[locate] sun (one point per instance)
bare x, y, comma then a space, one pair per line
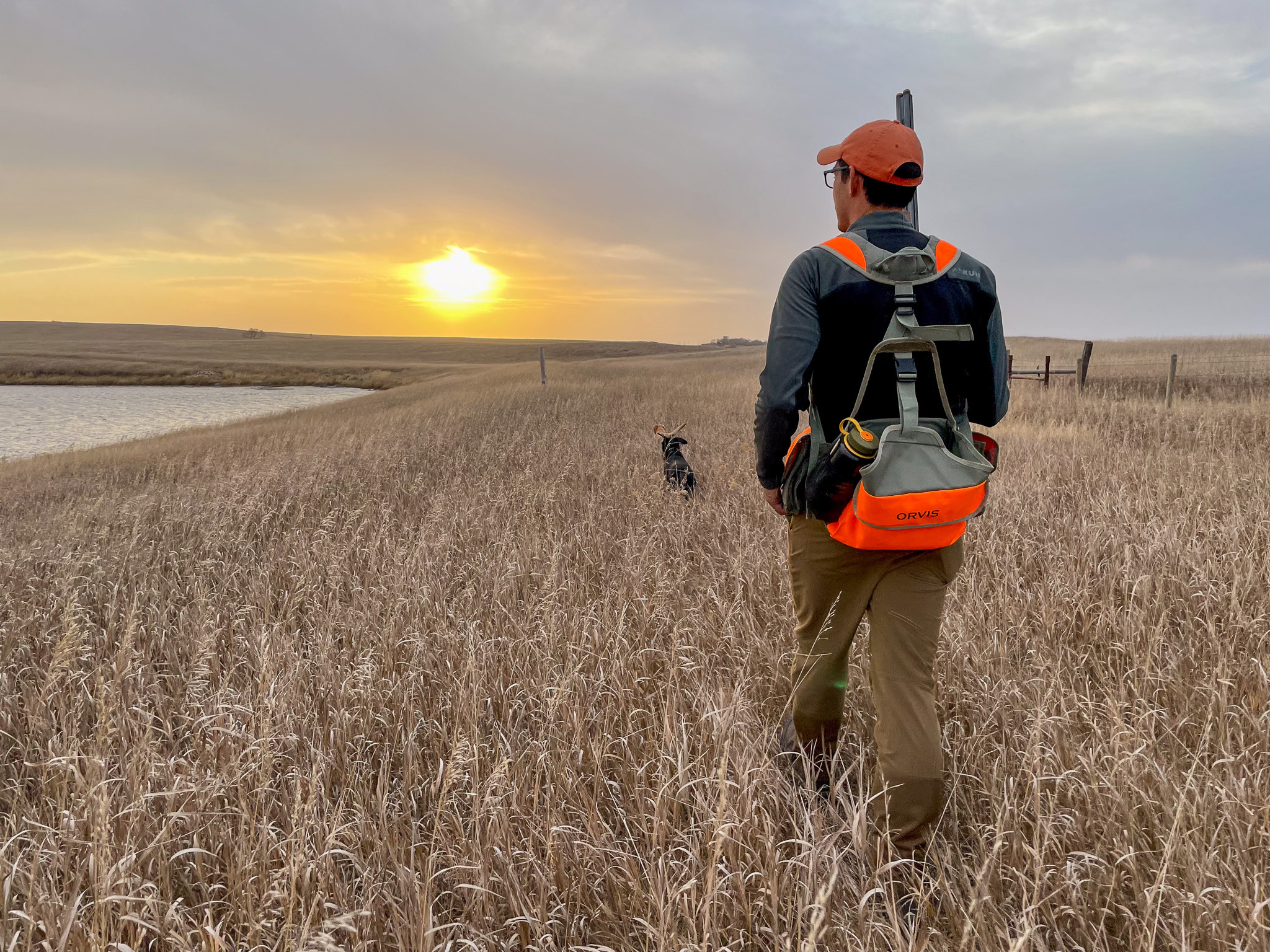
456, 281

...

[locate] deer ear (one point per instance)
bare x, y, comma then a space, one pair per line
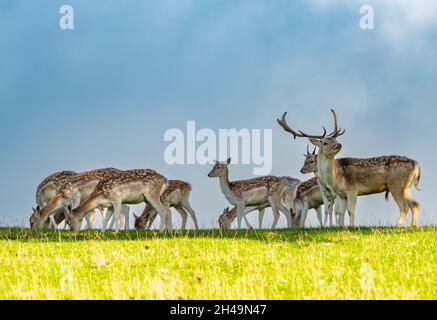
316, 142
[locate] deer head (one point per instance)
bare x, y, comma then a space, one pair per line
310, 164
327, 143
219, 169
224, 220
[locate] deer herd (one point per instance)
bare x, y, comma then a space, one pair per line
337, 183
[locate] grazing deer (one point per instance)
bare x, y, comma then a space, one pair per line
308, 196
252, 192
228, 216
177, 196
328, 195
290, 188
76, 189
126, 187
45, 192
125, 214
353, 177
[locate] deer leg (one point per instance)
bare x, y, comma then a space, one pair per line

◆ Work order ◆
Using the data above, count the lines that include "instance" and write the number alone.

◆ Answer box ◆
6